═══ DATA FOR THIS EXERCISE ═══

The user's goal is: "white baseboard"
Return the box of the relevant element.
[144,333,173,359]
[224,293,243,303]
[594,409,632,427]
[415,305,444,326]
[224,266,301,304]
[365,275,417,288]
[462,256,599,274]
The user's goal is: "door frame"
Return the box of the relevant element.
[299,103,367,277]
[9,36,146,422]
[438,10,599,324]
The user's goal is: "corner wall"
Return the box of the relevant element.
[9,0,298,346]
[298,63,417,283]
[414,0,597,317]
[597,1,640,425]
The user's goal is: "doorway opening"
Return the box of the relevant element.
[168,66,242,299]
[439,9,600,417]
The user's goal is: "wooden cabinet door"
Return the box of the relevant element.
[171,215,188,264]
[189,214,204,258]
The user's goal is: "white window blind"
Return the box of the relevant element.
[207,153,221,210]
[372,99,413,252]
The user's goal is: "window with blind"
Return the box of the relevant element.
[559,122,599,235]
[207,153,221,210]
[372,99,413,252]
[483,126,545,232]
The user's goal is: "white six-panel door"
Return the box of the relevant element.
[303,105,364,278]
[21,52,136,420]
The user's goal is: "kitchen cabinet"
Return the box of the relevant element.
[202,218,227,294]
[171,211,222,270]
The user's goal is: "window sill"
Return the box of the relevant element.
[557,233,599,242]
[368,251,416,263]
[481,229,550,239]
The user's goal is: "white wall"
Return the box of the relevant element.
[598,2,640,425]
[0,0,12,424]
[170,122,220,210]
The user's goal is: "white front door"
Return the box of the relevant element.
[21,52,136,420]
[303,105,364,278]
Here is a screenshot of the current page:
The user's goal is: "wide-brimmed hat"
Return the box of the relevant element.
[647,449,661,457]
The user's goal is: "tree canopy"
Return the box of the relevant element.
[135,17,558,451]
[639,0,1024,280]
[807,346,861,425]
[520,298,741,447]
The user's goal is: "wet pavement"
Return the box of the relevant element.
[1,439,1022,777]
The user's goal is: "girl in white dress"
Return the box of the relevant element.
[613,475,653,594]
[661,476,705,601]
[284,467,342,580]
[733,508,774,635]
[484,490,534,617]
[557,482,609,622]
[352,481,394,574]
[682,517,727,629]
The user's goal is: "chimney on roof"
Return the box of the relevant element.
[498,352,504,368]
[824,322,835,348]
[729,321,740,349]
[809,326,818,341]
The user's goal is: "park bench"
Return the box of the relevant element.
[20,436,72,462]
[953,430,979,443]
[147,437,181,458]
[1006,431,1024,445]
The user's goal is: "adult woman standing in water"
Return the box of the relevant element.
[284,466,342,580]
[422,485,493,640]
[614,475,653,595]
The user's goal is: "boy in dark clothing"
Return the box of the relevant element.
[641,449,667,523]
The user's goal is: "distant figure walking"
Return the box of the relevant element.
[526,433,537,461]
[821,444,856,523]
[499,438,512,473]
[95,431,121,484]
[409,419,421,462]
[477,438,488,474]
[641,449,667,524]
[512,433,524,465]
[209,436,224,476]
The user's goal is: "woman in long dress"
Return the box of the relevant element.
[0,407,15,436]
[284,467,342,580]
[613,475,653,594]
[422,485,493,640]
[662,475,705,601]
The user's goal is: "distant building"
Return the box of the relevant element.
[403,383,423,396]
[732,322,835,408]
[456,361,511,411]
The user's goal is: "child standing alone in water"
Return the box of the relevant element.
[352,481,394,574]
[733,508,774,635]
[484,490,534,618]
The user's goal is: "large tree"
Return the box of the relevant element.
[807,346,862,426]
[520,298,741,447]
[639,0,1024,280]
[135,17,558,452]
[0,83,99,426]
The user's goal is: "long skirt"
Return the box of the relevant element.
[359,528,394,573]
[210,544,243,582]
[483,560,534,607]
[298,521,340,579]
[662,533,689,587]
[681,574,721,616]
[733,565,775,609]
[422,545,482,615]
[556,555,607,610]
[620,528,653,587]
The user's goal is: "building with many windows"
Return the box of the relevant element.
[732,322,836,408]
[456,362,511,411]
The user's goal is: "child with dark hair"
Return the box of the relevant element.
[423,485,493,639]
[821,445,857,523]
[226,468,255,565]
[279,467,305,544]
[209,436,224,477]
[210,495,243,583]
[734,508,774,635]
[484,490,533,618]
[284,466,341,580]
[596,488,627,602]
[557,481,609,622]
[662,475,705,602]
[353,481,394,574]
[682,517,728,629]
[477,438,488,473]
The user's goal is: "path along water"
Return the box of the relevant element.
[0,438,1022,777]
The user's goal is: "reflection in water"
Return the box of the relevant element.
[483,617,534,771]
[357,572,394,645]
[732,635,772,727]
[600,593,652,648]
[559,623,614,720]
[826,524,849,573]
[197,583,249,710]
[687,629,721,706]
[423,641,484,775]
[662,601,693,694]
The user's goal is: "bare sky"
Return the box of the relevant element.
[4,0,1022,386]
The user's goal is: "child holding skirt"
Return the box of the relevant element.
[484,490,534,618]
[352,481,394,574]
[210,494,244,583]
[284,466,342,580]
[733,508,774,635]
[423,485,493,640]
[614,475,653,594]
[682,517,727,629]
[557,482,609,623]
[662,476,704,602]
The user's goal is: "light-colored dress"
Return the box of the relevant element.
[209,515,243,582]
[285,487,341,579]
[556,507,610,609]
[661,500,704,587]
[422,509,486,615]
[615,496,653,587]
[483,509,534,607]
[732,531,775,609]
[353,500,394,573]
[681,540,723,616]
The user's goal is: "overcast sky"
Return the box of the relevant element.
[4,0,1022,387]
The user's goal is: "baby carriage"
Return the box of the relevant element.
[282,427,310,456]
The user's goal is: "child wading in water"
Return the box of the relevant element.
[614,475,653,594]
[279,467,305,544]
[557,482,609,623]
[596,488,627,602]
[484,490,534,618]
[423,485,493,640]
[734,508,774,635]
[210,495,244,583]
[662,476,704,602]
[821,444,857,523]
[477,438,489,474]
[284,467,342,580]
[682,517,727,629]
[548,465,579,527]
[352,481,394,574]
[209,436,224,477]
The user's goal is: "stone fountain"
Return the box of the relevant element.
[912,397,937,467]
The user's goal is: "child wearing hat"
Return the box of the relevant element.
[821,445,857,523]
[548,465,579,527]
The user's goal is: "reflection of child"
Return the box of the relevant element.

═══

- EXERCISE: Using the records above, find and show each line with the string "wall".

- SOLUTION TO THIS EXERCISE:
The user's goal is: "corner wall"
The user's goal is: "white wall"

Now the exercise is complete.